(Point placement records)
————

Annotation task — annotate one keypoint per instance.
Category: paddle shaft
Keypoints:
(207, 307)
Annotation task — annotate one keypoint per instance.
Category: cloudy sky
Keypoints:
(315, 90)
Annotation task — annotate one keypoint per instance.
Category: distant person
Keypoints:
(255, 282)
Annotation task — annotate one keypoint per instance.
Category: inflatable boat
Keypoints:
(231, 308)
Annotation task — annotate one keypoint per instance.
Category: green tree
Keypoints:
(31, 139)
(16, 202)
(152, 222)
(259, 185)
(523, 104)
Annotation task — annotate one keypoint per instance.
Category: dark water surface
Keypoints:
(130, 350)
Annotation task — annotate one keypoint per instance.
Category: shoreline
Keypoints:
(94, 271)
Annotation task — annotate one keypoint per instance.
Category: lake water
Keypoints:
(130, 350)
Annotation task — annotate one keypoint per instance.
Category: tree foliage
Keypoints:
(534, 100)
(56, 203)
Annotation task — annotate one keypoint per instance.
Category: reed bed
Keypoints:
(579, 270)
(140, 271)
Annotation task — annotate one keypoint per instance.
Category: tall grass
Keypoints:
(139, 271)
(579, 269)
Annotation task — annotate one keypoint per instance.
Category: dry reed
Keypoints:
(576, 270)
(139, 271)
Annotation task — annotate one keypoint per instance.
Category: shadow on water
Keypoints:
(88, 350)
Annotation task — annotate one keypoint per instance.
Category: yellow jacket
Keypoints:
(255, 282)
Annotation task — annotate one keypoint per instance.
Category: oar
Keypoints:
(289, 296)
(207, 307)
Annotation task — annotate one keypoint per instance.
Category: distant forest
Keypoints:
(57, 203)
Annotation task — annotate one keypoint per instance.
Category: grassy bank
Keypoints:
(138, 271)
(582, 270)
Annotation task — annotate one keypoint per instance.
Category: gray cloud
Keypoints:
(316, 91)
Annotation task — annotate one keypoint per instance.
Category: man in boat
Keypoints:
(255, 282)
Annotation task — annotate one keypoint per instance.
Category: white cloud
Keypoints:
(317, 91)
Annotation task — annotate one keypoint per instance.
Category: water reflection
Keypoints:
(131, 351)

————

Task description: Send back each record exactly as it stands.

Response to this task:
Annotation task — annotate one keypoint per instance.
Category: paddle shaft
Keypoints:
(207, 307)
Annotation task — annotate one keypoint per instance.
Category: cloudy sky
Keypoints:
(315, 90)
Annotation task — annotate one keypoint per instance.
Category: distant person
Keypoints:
(255, 282)
Annotation task — annotate one keypoint per instance.
Category: inflatable boat
Keypoints:
(231, 308)
Annotation task — annotate one keypoint per instance.
Category: green tree
Keypoints:
(31, 139)
(16, 202)
(152, 222)
(259, 185)
(523, 104)
Annotation task — annotate one keypoint per instance.
Category: dark water surface
Keypoints:
(130, 350)
Annotation task — annotate one keypoint per instance.
Category: shoreline
Keypoints:
(94, 271)
Annotation task — annotate one keypoint per instance.
Category: lake water
Keypoints:
(130, 350)
Annotation task — annotate one keypoint per instance.
Category: tree foliage
Keypoints:
(534, 100)
(56, 203)
Annotation task — annotate one keypoint per instance.
Category: reed bed
Keypoints:
(579, 270)
(140, 271)
Annotation task — annotate one keypoint per instance.
Category: tall grass
Keypoints:
(139, 271)
(579, 269)
Annotation task — annotate one keypoint per instance.
Category: dry reed
Keypoints:
(576, 270)
(139, 271)
Annotation task — annotate one keypoint per instance.
Category: shadow on water
Keypoints:
(88, 350)
Annotation task — annotate one keypoint per instance.
Category: yellow jacket
Keypoints:
(255, 282)
Annotation task — annotate one keypoint per instance.
Category: oar
Keypoints:
(289, 296)
(207, 307)
Annotation task — annotate one keypoint per instance.
Category: distant forest
Keypoints:
(57, 203)
Annotation task — annotate one keypoint per instance.
Category: grassy bank
Keypoints:
(138, 271)
(582, 270)
Annotation task — annotate one keypoint per instance.
Category: gray cloud
Keypoints:
(316, 91)
Annotation task — annotate one keypoint per instance.
Category: man in boat
Keypoints:
(255, 282)
Annotation task — annotate one keypoint per instance.
Category: white cloud
Keypoints:
(317, 91)
Annotation task — annotate one keypoint per instance.
Category: water reflection
Keypoints:
(131, 351)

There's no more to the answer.